◆ WHAT IS EXPECTED:
Copy everything from the start of the records down to the line containing "point(331, 117)", requests included, and shift every point coordinate in the answers by -110. Leave the pictures out.

◆ DATASET ROWS:
────────────────────

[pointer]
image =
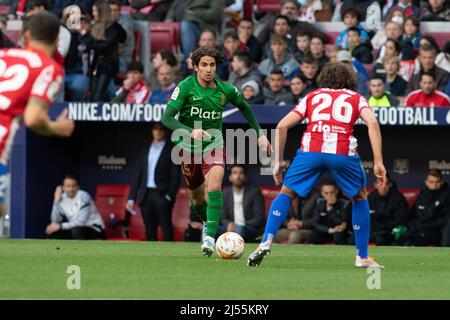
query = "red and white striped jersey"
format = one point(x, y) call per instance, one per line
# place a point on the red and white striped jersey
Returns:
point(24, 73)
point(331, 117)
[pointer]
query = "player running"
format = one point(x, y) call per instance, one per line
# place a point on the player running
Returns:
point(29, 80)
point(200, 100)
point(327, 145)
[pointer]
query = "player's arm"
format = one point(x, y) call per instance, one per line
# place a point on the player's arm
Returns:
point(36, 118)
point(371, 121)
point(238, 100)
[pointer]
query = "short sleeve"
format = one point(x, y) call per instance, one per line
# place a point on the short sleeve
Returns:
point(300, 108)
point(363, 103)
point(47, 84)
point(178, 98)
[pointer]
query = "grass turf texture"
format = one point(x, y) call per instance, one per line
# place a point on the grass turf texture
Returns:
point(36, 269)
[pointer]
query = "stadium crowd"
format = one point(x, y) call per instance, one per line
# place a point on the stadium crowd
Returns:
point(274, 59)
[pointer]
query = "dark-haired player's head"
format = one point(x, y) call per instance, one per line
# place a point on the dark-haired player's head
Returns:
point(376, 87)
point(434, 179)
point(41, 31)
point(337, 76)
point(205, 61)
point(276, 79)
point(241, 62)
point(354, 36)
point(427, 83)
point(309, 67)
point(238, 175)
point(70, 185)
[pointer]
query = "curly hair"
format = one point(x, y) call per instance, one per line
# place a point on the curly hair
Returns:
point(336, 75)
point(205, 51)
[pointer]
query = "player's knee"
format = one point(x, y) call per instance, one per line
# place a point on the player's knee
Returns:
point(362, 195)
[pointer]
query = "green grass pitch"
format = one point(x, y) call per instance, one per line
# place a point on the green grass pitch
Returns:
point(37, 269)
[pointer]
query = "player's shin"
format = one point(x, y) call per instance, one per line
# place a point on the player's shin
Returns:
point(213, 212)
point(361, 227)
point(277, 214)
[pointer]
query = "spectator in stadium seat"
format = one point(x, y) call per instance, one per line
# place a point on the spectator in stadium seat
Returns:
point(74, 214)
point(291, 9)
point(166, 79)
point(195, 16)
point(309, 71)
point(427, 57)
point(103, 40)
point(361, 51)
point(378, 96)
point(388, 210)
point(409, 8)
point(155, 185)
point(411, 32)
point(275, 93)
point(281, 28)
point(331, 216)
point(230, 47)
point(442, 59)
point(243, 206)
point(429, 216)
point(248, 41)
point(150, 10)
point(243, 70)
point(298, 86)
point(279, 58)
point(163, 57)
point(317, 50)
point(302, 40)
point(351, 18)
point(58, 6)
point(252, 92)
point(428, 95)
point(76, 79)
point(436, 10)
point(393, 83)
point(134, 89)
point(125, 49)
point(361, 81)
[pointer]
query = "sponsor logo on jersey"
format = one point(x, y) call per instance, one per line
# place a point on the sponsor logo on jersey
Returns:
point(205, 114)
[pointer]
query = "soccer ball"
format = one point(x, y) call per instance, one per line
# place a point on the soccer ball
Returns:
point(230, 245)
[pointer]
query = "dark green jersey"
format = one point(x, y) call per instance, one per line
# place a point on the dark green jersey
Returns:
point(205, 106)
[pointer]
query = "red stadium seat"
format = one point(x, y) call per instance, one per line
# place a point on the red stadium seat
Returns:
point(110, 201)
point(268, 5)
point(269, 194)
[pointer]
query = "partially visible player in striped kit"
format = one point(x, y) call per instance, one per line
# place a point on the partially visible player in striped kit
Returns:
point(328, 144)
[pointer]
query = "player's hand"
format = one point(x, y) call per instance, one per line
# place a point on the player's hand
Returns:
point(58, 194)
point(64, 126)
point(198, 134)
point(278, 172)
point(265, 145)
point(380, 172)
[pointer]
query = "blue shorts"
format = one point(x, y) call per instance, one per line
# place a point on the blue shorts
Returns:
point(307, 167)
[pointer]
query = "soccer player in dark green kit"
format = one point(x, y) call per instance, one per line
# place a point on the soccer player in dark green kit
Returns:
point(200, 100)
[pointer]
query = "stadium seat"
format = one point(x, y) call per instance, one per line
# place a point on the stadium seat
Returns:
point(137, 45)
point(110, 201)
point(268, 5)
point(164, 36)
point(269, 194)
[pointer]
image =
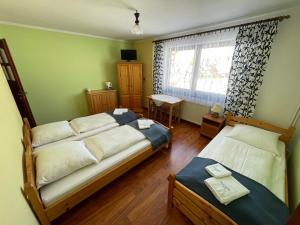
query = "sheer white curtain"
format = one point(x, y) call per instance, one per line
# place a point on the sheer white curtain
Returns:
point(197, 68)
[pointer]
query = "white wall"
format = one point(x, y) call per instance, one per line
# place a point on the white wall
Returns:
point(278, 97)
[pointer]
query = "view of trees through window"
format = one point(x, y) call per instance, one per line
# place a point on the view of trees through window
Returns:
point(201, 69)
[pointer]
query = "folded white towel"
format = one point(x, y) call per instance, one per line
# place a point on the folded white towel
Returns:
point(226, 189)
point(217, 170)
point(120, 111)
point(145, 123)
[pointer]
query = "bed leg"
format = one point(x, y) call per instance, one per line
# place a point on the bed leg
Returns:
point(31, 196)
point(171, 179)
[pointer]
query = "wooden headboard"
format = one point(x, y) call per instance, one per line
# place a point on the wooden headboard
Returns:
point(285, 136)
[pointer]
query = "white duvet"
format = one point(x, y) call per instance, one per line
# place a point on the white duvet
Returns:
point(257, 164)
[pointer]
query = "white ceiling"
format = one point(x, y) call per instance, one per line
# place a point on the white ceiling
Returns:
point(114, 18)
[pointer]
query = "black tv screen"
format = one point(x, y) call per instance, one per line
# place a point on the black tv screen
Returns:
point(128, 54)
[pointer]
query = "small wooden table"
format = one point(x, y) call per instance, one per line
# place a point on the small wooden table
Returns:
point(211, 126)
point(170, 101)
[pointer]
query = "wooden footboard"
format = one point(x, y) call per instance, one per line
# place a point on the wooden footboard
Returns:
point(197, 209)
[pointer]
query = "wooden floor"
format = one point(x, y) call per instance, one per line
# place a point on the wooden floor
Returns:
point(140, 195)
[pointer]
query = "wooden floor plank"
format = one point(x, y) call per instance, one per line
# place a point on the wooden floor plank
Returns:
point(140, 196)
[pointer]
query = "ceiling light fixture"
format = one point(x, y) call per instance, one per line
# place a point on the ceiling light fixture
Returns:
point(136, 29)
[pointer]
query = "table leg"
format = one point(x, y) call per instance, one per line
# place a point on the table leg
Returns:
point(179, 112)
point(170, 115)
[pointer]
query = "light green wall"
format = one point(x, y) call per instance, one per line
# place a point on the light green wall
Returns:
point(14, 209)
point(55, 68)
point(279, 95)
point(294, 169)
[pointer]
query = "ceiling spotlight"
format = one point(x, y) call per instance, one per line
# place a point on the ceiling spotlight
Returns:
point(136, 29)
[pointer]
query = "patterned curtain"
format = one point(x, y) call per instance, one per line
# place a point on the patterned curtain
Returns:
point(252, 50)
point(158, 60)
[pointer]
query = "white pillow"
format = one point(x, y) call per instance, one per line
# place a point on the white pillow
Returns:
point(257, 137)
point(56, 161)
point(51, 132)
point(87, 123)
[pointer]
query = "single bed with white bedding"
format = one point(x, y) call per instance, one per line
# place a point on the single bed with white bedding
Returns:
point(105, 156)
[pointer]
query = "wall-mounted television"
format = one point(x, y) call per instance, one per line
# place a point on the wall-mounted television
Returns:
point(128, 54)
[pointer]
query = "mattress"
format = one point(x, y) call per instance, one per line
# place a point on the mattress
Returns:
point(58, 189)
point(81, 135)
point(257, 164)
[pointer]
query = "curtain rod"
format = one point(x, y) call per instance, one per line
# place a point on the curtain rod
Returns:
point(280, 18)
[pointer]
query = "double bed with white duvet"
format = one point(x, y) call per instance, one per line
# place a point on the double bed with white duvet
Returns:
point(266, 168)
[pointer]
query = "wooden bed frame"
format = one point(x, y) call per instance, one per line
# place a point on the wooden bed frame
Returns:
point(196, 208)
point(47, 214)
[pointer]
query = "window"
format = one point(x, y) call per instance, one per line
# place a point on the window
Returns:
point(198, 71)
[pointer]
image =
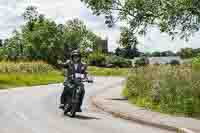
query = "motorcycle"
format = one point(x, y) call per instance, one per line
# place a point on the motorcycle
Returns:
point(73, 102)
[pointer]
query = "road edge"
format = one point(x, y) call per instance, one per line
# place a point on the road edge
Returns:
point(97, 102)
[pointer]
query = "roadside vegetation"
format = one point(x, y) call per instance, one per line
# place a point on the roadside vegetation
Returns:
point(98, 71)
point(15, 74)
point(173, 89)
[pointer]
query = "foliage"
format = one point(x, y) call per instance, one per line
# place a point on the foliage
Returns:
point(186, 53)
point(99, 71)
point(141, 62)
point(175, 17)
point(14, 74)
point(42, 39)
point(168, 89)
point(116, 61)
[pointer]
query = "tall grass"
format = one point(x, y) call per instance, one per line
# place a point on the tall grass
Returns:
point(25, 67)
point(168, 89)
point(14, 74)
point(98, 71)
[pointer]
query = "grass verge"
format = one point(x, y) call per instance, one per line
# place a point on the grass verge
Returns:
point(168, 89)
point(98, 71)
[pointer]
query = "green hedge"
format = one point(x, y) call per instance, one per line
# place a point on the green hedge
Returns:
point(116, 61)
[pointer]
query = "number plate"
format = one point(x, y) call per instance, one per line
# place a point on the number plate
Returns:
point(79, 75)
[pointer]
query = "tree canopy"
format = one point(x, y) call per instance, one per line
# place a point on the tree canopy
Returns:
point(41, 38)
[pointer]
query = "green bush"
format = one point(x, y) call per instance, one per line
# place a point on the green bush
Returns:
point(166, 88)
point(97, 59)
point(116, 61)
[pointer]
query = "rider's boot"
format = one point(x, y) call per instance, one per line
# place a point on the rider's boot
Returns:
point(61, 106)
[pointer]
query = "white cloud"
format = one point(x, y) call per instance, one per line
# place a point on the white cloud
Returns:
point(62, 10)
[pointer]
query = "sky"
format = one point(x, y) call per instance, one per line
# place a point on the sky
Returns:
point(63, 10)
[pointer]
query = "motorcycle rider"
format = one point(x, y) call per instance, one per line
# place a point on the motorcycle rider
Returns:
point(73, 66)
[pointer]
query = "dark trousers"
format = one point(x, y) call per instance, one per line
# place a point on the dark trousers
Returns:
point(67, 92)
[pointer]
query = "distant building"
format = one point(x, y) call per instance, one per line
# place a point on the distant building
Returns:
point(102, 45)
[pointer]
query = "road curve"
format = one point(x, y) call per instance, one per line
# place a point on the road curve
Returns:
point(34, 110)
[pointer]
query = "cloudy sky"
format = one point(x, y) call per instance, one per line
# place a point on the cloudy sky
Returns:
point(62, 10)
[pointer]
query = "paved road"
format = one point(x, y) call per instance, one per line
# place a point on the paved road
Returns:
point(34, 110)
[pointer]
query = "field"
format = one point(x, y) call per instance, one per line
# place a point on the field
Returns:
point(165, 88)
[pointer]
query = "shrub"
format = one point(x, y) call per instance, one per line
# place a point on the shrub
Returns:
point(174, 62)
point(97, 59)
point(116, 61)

────────────────────

◆ SOLUTION TO THIS PROBLEM:
[pointer]
image =
query = "red and white striped jersey"
format = one point(x, y) call per instance, one per line
# place a point on the red and white striped jersey
Returns:
point(-86, -37)
point(221, 7)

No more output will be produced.